Stated exercise =
Repeat every entry in the listing below, exactly.

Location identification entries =

····················

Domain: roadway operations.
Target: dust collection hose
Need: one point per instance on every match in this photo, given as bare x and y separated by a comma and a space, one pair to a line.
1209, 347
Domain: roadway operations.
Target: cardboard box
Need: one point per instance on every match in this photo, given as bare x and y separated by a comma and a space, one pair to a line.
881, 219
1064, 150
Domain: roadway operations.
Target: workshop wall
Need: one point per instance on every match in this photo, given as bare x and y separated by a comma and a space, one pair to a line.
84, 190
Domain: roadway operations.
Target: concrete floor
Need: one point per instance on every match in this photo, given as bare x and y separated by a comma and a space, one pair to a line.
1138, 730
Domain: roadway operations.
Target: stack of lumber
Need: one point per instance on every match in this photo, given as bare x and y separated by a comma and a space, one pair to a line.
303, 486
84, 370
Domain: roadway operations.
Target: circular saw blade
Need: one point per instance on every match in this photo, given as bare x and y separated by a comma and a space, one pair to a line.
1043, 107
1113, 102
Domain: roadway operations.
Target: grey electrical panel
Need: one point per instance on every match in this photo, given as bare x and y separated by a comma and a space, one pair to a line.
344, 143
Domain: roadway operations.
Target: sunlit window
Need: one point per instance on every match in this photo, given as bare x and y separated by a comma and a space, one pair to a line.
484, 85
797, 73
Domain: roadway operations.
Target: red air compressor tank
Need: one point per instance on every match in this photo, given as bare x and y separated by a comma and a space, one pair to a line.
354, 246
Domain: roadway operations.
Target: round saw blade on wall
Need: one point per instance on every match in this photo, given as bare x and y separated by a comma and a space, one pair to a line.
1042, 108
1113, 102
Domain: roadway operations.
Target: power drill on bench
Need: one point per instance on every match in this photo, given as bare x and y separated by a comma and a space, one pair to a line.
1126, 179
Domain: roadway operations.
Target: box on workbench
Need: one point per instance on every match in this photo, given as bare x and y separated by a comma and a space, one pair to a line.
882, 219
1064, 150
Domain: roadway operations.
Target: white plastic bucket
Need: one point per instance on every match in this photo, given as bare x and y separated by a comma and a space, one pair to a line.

····················

Task answer =
Domain: roadway operations.
Target: dust collection hose
Need: one point per instance on every match in this photo, given as bare x and y separated by a comma and a space, one pair to a line.
1209, 347
Domain: roadway operations.
Target: cardboard box
Need: one point per instance on every match in this photo, given as bare x and y separated by a comma and a space, one pair to a line.
881, 219
1064, 150
Domain: roadway operations.
Target: workshop wall
Need: one point per instance on every match in this photo, given as bare x and y separated by a comma and a space, one pair to a line.
84, 190
Domain: roadway operations.
Target: concrete floor
Need: one point per instance on every match in this photo, given as bare x and y separated by a comma and a space, one pair to a line.
1138, 730
Domain: roadway operations.
Target: stack of lumber
Need: one point per instance on every match in this photo, given as bare x and y separated by a comma and a space, one pair to a line.
303, 486
84, 370
Domain: roadway operations.
Target: circular saw blade
Need: one point per instance on every match in this photo, given as bare x and y separated by a comma and a space, one pair to a line.
1043, 107
1113, 102
Domain: roadway operations.
Target: grey electrical panel
Need: one point per instance on every match in this photo, given as bare x and y separated by a comma and a space, one pair to a line.
344, 143
Domain: roadway operations.
Target: sunlit window
Need: one point per instance on every match in this photo, given as bare x and y separated by a comma and a space, one pair to a line.
484, 85
797, 73
Domain: roadway operations.
Target: red air compressor tank
Need: one point per instance on every match in this photo, given as bare x and y separated by a comma and a space, one pair to a line.
354, 246
Domain: roadway operations.
Target: round saw blade on wall
Need: one point per instance on every match in this photo, given as bare x and y separated by a comma and a space, one pair to a line.
1042, 108
1113, 102
Domain: roadway operations.
Target: power drill on bench
Need: one point per instance on every match in this photo, given as bare x and y separated by a comma and a space, one pair to a line.
1126, 179
Domain: roadway operations.
Target: box on workbench
Need: one point per instance on every match in this photo, given as bare x and y separated by a comma and a space, one pair to a line.
882, 219
1064, 150
Domain: roadway operations.
Target: white plastic bucket
Need: one point per instance on every match in this photo, given as bare x and y separated by a comma and a space, one pair to a line.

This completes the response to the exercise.